アンダースタンド

アンダースタンド

突然、ガンだと聞かされた父と家族のことを書いていきます。

Amebaでブログを始めよう!

私は職場の休憩室でずっと気になっていた男性がいた。

男として気になるというより、人間として気になっていた。

アジアン系なお店で働いていた彼は

色が白くて目が大きくて背が小さい。

猫のような人だった。

以前から挨拶程度は交わしたことはあった。

なぜかその日は話しかけてみようという気になった。

本当なんでだろう。


このくらいの布売ってますか?


今でも覚えている。

なんでこんなことしかでてこなかったんだろ。


…布? どのくらい?


彼は笑いながら話してくれた。


その次の日だったかな。


誕生日いつ?てきいたはずだった。


なのに彼は、15日でここ辞めるんだ。

と言ってきた。


え?いきなり何いってるんだろうと思った。

どうやら辞めて夢をもう少し追いたいらしい。

せっかく話しかけて、これからいろんなことはなせると思ってたのにな。

- [作業課題]: 本文の全文を、一字も変えずにもう一度書き出すこと。 資料はこの作業には関係しない。

収集したデータ項目:
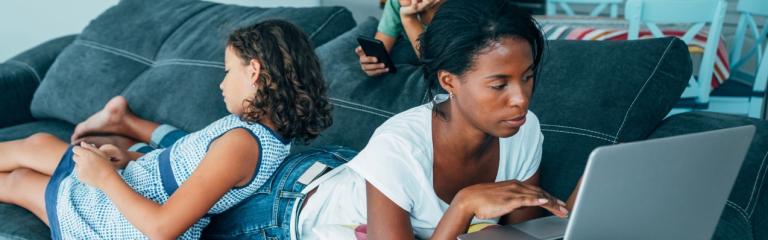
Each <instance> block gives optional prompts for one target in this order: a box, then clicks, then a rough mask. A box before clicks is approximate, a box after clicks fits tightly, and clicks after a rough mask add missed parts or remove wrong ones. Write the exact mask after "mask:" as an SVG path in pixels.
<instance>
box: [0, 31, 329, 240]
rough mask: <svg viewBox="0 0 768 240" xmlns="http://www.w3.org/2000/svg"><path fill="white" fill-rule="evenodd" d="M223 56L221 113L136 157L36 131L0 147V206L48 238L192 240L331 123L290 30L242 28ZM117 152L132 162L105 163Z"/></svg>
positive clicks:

- [完成課題]:
アンダースタンド

アンダースタンド

突然、ガンだと聞かされた父と家族のことを書いていきます。

Amebaでブログを始めよう!

私は職場の休憩室でずっと気になっていた男性がいた。

男として気になるというより、人間として気になっていた。

アジアン系なお店で働いていた彼は

色が白くて目が大きくて背が小さい。

猫のような人だった。

以前から挨拶程度は交わしたことはあった。

なぜかその日は話しかけてみようという気になった。

本当なんでだろう。


このくらいの布売ってますか?


今でも覚えている。

なんでこんなことしかでてこなかったんだろ。


…布? どのくらい?


彼は笑いながら話してくれた。


その次の日だったかな。


誕生日いつ?てきいたはずだった。


なのに彼は、15日でここ辞めるんだ。

と言ってきた。


え?いきなり何いってるんだろうと思った。

どうやら辞めて夢をもう少し追いたいらしい。

せっかく話しかけて、これからいろんなことはなせると思ってたのにな。